This book is full of new, refreshing ideas. Rick Rubin has a unique approach to creating art, so it is fascinating to read how he thinks about implementing this process to other areas of life.
My first big takeaway was Rubin’s refusal to accept social norms. For example, he rejects the idea of being yourself. He writes, “Defining one’s true self is not so simple. It may be impossible…The suggestion to be yourself may be too general to be of much use. There’s being yourself as an artist, being yourself with your family, being yourself at work, being yourself with friends, being yourself in times of crisis or in times of peace, and being yourself for yourself, when by yourself.” If you refuse to be put in a box, it naturally positions you with more flexibility to create things you find valuable. Don’t accept the norm. Reframe the game. Do things your way.

## TO BE DONE
Carry on the passage about Rick Rubin's book from where it stops, starting after its last sentence.

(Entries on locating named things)
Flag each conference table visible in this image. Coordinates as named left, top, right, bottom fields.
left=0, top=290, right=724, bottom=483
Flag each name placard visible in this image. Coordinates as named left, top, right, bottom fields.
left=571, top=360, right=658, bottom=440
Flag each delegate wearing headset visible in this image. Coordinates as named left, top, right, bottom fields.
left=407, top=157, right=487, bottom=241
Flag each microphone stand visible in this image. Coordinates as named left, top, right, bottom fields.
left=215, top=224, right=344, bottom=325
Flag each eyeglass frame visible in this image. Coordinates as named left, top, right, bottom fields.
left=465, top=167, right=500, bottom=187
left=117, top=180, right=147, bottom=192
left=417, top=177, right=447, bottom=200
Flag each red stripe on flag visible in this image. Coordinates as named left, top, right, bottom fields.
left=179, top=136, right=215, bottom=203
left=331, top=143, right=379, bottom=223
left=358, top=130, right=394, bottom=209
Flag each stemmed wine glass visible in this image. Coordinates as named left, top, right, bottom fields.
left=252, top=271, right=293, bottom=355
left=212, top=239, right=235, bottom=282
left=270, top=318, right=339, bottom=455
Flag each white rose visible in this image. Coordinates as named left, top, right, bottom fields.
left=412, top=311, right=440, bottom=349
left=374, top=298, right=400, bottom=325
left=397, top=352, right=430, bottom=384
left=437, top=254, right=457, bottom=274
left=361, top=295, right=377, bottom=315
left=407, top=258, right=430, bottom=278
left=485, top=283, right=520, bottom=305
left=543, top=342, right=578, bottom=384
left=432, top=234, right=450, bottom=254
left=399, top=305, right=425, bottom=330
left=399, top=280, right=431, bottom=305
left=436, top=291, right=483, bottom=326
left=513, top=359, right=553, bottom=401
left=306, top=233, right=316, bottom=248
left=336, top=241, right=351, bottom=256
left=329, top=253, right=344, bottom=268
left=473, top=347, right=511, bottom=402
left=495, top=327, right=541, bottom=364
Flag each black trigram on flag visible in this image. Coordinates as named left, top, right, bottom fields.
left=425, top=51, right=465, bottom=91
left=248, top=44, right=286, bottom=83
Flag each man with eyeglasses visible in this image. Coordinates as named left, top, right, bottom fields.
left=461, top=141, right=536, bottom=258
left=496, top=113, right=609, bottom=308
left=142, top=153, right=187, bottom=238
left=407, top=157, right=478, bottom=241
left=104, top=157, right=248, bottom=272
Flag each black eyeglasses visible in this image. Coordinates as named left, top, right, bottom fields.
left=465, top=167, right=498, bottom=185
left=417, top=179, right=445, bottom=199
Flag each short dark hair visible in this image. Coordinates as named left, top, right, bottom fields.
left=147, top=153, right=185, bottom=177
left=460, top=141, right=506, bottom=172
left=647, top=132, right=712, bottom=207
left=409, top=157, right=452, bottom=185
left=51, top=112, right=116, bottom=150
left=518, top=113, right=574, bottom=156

## TASK OUTPUT
My second big takeaway was Rubin’s fascination with open-mindedness, curiosity, and the beginner’s mind. He talks about these concepts throughout the book. Sometimes he relates them, other times they appear independently. I took his fascination to be a strong signal that creativity is nearly impossible without curiosity. Don’t have a rigid mind. Ask questions. Work diligently to understand something new. Be humble enough to say “I don’t know. Can you explain?” A beginner’s mind is actually a sign of maturity and intelligence.
My third big takeaway was the importance of tuning out distractions. Traditional artists don’t only have to deal with the average distractions of social media and television, but they must also avoid succumbing to the pressures of the commercial side of art. If you are a true artist, you create for the love of art. There is a comparable situation for each of us in our daily lives. Don’t do things solely for money. Do them because you enjoy what you’re doing. Commercial success will eventually come.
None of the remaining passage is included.